GIVEN INSTRUCTION 1: In the Solr faceting thread, which JIRA issue does Toke Eskildsen name as the relevant one?
GIVEN INSTRUCTION 2: Pick up the Solr faceting thread after its final line and write the next part.

Re: Solr facets implementation question

2015-09-23 Thread Toke Eskildsen
On Tue, 2015-09-22 at 11:56 -0700, Erick Erickson wrote:
> FWIW, there is work being done for "high cardinality faceting" with
> some of the recent Streaming Aggregation code.

The JIRA I can find that seems relevant is
https://issues.apache.org/jira/browse/SOLR-7903

I can see streaming faceting work well if one wants to export the full
result set. For top-X requests it seems that there is a lot of overhead
resolving terms that will not be used in the final result. But my
understanding of Solr streams is very shaky.

- Toke Eskildsen, State and University Library, Denmark




Re: Solr facets implementation question

2015-09-22 Thread Erick Erickson
FWIW, there is work being done for "high cardinality faceting" with
some of the recent Streaming Aggregation code.

So it's at least on the way if not already there.

DATA SUPPLIED:
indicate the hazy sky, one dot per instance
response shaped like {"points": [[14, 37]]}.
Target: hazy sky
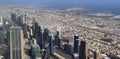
{"points": [[63, 2]]}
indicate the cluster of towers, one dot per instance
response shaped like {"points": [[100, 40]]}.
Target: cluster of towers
{"points": [[42, 43]]}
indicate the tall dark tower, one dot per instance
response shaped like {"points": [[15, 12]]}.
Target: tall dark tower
{"points": [[51, 44], [83, 50], [16, 43], [96, 54], [57, 38], [35, 28], [76, 43], [35, 50], [13, 17], [45, 35]]}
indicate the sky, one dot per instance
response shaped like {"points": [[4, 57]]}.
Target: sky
{"points": [[62, 3]]}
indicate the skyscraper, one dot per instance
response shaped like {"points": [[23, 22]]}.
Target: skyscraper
{"points": [[83, 50], [57, 38], [13, 17], [51, 44], [35, 50], [96, 54], [16, 43], [76, 43], [1, 21]]}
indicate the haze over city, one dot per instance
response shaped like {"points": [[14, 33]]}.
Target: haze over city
{"points": [[59, 29]]}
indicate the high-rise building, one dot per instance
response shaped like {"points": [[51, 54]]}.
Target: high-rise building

WRITTEN RESPONSE 1: SOLR-7903, at https://issues.apache.org/jira/browse/SOLR-7903.

WRITTEN RESPONSE 2:
Erick

On Tue, Sep 22, 2015 at 11:44 AM, Toke Eskildsen  
wrote:
> adfel70  wrote:
>> Hi Toke, Thank you for the detailed explanation, thats exactly what I was
>> looking for, except this algorithm fit single index only. could you please
>> elaborate what adjustments are needed for distributed index?
>
> Vanilla Solr requests top-X terms from each shard, with over-provisioning. I 
> do not remember the exact formula (and I think it is adjustable in Solr 5), 
> but something like X*1.5+10? Yes, that means that correctness is not 
> guaranteed for distributed faceting. It would be possible to make some sort 
> of streaming faceting implementation, but the pathological case is that all 
> shards must deliver all terms to derive the correct top-X.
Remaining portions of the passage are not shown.